Defendants attempt to distinguish Norwalk on the basis that a different factual situation was involved in that case. They point out that it involved parties with unique characteristics, i.e., a bank, a utility, and a municipal corporation, and that the action there was for injunctive relief while in the instant case it is for foreclosure. We think that the unequivocal principles of law pronounced in Norwalk cannot be ignored because of the different factual situation. Notwithstanding the rather complicated factual situation in Norwalk, there clearly emerges the fact that the issue for decision was whether a mortgagee was bound by a decree against its mortgagor in the state court proceeding to which it was not a party.

Defendants would have us apply the law of res judicata on the theory that Lambert was in privity with the Bassetts and, therefore, bound by the state court decree. While the Supreme Court in Norwalk did not expressly so state, it is implicit in its reasoning that there was no privity between the mortgagee and mortgagor in that case. We think there was no privity in the instant case. On this point defendants confuse the issue and label this an action for specific performance, based on the premise that the Bassetts gave Lambert an outright assignment. Whether the parties would have been in privity under such circumstances we need not decide because, as noted, no outright assignment was given. The assignment was only as security for an indebtedness previously secured by a mortgage.

At this point we note that in Counts IV and V of the complaint the relief prayed for was that the court enter a decree foreclosing plaintiff's mortgage or security interest against the Bassetts; that the court determine the interest of the Alexanders and the Pittls, and that the property be sold by the marshal of the district court in accordance with its decree.

On the basis of the decision in Norwalk, we hold that the state court decree rendered in a proceeding to which Lambert was not a party was not binding on it and that it was entitled to invoke the jurisdiction of the district court in the instant suit.

----

WRITTEN PROBLEM: Pick up the court opinion on the Norwalk precedent and Lambert's mortgage interest, continuing it after its final sentence. The data that follows was drawn from a separate source.

Coordinate labeling data
----

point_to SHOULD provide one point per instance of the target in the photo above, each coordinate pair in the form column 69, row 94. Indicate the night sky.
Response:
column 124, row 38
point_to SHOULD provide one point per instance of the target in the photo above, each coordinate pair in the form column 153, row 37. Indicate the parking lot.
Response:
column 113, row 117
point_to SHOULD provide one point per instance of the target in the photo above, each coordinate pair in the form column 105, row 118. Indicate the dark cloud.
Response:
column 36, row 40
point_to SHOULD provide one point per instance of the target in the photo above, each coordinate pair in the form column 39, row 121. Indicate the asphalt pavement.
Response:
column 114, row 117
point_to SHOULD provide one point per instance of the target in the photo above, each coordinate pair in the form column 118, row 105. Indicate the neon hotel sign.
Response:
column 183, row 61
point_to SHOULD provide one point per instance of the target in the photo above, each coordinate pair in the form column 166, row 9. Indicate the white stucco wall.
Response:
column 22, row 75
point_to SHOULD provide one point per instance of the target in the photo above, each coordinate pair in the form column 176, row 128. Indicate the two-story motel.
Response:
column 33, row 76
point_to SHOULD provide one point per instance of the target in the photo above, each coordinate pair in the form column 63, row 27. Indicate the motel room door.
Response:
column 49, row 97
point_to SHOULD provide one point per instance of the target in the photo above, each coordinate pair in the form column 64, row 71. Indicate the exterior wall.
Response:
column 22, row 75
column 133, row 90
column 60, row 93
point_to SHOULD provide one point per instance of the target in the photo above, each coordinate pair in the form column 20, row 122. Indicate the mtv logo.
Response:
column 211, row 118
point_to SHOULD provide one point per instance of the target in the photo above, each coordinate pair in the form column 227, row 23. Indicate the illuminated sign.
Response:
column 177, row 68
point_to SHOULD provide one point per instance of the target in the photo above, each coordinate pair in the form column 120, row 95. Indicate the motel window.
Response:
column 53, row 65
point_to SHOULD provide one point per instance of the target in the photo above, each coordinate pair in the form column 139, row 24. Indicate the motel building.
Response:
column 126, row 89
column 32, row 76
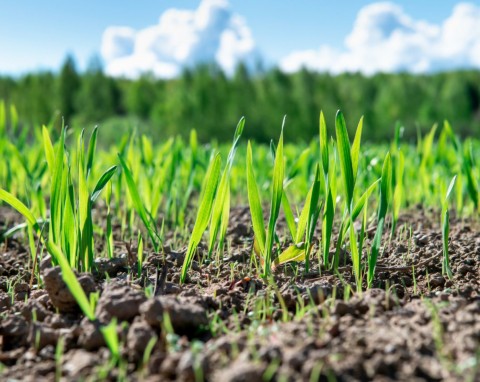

----

WRITTEN REPLY:
While the record is not clear, it appears that the summary judgment in favor of the defendants was allowed on the basis of the res judicata issue. Even so, the parties have here briefed and argued the issue which involves the effect, if any, to be given to the non-assignment provisions of the land contracts, and we shall proceed to dispose of that issue. In this connection it is pertinent to keep in mind that Lambert tendered to the Alexanders and the Pittls the amounts owing them under such contracts.

Defendants argue that under Indiana law the assignments by the Bassetts to Lambert were null and void. In support of this argument they cite Thompson v. Allen, 1859, 12 Ind. 539; Elliott v. Lewallen, 1849, 1 Ind. 534, and Navin v. New Colonial Hotel, Inc. et al., 1950, 228 Ind. 128, 90 N.E.2d 128. None of these cases supports the rule that an assignment is void where either the assignor or assignee tenders payment in full to the vendor, as was done in the instant case.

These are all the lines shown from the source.